Exercise passage |

Engineering Students Receive Funding for Real-World Solutions
In its second Student Innovation Challenge, Tech Launch Arizona has awarded funding to five University of Arizona student teams -- including two teams with engineering students -- to develop inventions. The series of competitions are designed to engage students in innovation and commercialization, with the goal of students benefiting society by bringing their products to the public.
“We’re giving students the chance to see their innovative ideas become reality,” said Rakhi Gibbons, director of licensing for TLA. “But in a much bigger sense, we’re introducing them to the innovation and entrepreneurship ecosystem, and helping them see if their passions can have impact on the world."
These projects give students the chance to experience entrepreneurship in a safe way, and even see a future that they might not otherwise pursue due to a lack of resources and a structure to help them direct their energies.
All the Better to Sssssee You With
This past summer, Antonio Tavera-Reyes, triple-majoring in optical sciences and engineering, statistics and data science, and Spanish, had a harrowing yet common Sonoran Desert experience. He went outside to his recycling bin one night using his cell phone flashlight to see.

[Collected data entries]
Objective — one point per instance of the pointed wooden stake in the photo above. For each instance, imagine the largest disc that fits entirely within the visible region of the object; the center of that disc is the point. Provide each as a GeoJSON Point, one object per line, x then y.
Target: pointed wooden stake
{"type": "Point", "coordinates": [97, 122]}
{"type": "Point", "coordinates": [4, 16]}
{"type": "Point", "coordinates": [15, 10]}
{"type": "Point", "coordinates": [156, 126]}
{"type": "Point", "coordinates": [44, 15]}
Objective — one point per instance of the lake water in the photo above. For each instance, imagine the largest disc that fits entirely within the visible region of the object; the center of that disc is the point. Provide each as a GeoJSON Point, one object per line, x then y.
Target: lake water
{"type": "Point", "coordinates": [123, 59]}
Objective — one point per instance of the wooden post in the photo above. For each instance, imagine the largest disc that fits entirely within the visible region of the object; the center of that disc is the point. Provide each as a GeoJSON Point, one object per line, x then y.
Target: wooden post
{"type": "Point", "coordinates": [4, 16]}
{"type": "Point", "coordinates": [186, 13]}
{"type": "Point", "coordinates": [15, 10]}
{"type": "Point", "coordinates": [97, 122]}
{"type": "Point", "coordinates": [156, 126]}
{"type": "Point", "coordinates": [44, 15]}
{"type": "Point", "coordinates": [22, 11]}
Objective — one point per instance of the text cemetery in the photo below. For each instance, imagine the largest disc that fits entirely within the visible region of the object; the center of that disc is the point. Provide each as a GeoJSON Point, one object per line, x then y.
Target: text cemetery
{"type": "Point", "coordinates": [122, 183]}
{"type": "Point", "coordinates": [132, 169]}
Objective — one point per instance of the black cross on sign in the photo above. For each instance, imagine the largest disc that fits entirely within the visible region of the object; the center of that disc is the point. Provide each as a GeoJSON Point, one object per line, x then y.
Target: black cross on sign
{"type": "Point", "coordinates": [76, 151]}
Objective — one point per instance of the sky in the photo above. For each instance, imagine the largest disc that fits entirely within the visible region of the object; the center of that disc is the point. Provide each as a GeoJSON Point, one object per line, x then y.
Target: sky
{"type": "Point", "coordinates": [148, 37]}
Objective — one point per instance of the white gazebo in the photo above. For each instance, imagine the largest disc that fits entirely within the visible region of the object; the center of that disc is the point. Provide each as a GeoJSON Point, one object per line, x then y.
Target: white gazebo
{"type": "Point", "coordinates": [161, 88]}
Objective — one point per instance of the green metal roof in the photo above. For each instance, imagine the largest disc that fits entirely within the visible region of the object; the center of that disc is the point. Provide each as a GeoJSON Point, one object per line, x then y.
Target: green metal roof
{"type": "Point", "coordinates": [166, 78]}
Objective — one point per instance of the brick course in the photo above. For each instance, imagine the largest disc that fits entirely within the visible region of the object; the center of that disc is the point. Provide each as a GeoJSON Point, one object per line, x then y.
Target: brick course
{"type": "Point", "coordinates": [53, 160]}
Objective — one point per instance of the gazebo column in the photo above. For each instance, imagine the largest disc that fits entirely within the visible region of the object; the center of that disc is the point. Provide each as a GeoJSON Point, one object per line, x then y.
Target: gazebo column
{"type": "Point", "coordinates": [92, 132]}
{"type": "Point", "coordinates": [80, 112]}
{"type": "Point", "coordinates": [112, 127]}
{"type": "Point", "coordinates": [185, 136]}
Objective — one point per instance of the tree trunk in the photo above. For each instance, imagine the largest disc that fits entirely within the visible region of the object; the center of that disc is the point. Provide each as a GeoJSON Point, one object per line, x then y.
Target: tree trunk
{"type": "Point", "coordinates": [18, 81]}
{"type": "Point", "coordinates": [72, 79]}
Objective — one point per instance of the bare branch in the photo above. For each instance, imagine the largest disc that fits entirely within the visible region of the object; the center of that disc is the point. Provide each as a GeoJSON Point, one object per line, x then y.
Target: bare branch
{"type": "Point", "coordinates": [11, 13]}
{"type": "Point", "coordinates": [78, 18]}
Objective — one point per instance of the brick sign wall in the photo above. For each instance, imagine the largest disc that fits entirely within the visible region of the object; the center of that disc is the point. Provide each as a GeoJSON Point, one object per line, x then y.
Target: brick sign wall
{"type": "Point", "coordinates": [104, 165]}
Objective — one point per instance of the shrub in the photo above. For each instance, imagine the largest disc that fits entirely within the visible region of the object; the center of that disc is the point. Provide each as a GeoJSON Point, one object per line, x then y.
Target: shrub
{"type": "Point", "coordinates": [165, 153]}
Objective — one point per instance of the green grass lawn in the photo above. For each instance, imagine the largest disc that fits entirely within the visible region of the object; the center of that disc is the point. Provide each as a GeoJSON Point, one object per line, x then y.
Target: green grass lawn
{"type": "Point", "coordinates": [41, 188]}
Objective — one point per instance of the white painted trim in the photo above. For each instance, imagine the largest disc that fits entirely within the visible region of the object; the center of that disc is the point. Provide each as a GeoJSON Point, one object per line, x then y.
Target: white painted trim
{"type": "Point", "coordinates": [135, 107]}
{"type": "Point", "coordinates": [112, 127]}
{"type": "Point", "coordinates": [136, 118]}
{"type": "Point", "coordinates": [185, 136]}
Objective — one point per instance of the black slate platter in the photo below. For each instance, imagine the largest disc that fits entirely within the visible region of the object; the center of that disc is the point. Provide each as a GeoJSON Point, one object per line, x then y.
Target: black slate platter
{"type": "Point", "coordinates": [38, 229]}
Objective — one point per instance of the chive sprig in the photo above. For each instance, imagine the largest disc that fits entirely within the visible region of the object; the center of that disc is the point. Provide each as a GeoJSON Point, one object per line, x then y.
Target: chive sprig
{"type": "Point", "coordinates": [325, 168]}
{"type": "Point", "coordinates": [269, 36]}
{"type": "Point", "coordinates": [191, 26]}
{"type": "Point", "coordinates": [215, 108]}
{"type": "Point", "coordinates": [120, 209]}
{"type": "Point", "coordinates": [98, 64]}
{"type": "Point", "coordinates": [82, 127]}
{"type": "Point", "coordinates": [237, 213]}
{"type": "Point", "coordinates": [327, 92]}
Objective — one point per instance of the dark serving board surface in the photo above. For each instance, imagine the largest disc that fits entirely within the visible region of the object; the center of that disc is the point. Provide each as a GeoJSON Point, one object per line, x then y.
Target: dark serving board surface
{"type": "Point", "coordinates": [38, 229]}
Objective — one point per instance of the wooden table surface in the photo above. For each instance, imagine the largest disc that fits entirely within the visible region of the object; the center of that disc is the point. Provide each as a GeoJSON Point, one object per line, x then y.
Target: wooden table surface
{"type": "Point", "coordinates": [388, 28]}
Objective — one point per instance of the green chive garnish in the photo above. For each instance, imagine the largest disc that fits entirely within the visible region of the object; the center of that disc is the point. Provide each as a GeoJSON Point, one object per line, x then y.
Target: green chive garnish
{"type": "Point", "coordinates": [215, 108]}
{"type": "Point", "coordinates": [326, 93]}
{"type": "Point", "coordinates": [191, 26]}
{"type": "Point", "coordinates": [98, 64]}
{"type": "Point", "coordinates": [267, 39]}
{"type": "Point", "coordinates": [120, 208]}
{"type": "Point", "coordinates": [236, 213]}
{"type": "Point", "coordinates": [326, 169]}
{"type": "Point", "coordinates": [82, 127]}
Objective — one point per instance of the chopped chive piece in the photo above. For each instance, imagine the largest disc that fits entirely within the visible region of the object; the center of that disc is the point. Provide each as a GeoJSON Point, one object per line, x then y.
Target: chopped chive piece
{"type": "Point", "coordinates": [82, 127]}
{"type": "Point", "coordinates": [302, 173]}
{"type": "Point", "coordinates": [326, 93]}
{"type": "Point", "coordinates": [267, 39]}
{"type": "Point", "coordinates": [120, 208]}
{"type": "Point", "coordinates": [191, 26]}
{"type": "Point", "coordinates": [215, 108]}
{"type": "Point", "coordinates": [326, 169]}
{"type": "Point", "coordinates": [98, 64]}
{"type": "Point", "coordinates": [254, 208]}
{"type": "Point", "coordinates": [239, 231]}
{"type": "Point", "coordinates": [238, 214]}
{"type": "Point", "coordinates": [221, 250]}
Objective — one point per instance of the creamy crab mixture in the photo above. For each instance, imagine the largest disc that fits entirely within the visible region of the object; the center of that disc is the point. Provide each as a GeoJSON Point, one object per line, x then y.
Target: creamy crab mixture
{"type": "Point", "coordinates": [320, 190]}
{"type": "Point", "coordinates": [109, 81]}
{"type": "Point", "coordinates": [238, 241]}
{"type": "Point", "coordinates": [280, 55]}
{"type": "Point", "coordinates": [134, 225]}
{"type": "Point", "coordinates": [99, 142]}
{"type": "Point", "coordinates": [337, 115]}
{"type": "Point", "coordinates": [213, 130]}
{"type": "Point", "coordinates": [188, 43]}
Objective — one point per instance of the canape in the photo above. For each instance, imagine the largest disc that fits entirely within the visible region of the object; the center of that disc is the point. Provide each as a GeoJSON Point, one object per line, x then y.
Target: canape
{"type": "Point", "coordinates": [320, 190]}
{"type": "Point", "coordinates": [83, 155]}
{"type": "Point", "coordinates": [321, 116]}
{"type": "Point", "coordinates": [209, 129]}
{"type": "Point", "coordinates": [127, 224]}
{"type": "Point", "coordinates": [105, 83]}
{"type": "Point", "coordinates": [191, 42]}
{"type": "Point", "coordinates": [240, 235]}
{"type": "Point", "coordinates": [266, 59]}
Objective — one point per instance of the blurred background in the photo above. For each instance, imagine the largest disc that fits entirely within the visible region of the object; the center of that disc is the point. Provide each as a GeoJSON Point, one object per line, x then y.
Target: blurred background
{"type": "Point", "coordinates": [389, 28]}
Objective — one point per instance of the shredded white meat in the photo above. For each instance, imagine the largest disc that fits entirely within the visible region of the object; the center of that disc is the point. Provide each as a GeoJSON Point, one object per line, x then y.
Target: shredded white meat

Work to complete |
**1.** List the three fields that Antonio Tavera-Reyes is majoring in, according to the article on the Student Innovation Challenge.
**2.** Pick up the article on the Student Innovation Challenge after its final sentence and carry it forward.
The items have no connection to the text about the student funding awards.

Outputs by task |
**1.** Optical sciences and engineering; statistics and data science; Spanish.

**2.**
“When I was at my outdoor recycling bin, I started dumping the material inside,” he recalled. “A soda can fell out to the ground and as I reached to grab it, I noticed there was a Western Diamondback rattlesnake inches from my foot.”
As his heart rate returned to normal, he thought of several family members who work outdoors in landscaping. Doing a little more research, he then learned that while Latinos represent 13% of the total U.S. workforce, when it comes to the landscaping and lawn care industry, that ratio slithers up to 35% of workers. In addition, according to the Centers for Disease Control and Prevention, venomous snakes are a neglected hazard for outdoor workers.
Tavera-Reyes saw this as a problem and an opportunity.
“I had the idea to create a mobile application which could be used to monitor and detect in real time, the presence of snakes,” he wrote. “I began this idea with a preliminary project by modeling and then developing the software with machine learning using TensorFlow API, Google Colab notebooks, GDrive, a 500-image snake data set, and Python.”
He has already begun the work, and with this funding, he plans to create a fully working model of the mobile application.
“With the amazing opportunity that the TLA challenge provides in resources and support, my real-time snake detecting mobile application invention can now be a reality,” Tavera-Reyes said. “It would be so gratifying to be able to distribute this software to communities around the world that face struggles with venomous snakes, manufacturing antivenom, and sparse medical accessibility.”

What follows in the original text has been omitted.